Each record is to be transcribed in full and exactly.

(Text-to-region grounding data)
..............................
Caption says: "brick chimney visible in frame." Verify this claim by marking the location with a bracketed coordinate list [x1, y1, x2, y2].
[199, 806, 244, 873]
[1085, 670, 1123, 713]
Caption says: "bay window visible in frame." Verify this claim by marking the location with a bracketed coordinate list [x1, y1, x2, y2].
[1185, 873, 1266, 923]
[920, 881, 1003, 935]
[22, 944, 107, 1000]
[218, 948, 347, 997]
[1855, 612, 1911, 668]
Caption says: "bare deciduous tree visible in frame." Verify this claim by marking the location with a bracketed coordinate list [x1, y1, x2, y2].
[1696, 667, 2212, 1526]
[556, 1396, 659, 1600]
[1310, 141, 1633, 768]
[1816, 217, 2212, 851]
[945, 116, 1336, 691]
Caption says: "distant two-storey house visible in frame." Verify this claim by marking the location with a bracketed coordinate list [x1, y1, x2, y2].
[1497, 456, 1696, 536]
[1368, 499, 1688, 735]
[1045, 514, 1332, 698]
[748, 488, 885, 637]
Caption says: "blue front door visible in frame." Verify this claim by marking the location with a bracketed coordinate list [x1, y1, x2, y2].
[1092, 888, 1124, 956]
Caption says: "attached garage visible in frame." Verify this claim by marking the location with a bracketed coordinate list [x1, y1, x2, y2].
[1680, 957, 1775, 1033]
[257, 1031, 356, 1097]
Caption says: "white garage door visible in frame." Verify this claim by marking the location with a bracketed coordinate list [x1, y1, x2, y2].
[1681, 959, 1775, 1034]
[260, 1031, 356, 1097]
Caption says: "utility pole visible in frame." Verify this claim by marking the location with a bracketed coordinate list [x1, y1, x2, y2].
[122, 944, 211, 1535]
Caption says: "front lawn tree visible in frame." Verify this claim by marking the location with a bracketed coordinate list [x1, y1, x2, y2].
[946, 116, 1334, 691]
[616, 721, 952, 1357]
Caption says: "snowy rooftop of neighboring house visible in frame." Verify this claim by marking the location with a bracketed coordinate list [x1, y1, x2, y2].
..............................
Answer to this task:
Caption says: "brick chimney visible in frame." Verify this claim by marking the location with a bracketed coordinate list [x1, y1, x2, y2].
[199, 806, 244, 873]
[1085, 670, 1123, 713]
Caption says: "bay window visible in frame." Verify this claim by marking the location with a bracketed coordinate list [x1, y1, x2, y2].
[1185, 873, 1266, 923]
[920, 881, 1003, 935]
[22, 944, 107, 1000]
[218, 948, 347, 997]
[1855, 612, 1911, 668]
Caption says: "bare deciduous tree visible in frame." Verify this claim by marking the location with a bracketed coordinate list [x1, y1, x2, y2].
[1696, 667, 2212, 1526]
[556, 1396, 659, 1600]
[1310, 141, 1633, 768]
[1816, 217, 2212, 851]
[945, 116, 1336, 691]
Caption says: "distant two-storey house visible in frame." Verify this claim by marking the location with a bracketed coordinate list [x1, y1, x2, y2].
[1497, 456, 1696, 536]
[1368, 499, 1688, 735]
[1045, 514, 1332, 698]
[748, 488, 885, 637]
Caption says: "blue front door visible in frame." Verify this claim by marking the location with a bracketed coordinate list [x1, y1, x2, y2].
[1092, 888, 1124, 956]
Caption says: "attached garage visible in frame." Verify this claim by marking the location with a bracketed coordinate list [x1, y1, x2, y2].
[1680, 957, 1775, 1033]
[257, 1031, 356, 1097]
Caption says: "white garage door visible in frame." Verify this claim by marking the location with a bracketed coordinate list [x1, y1, x2, y2].
[1681, 959, 1775, 1034]
[260, 1031, 356, 1097]
Caption says: "utility pole visible in frame." Verify this claim by marking the location with a bracketed coordinate list [x1, y1, x2, y2].
[122, 944, 211, 1535]
Caption says: "front lawn tree visible in frame." Verify this claim by marking the location with a bracketed coordinate list [x1, y1, x2, y2].
[946, 116, 1334, 691]
[616, 721, 952, 1357]
Caption says: "snowy rooftop of neighboring house visible in frame." Verify this claim by marking the location with a bracketed coordinate list [x1, y1, x2, y2].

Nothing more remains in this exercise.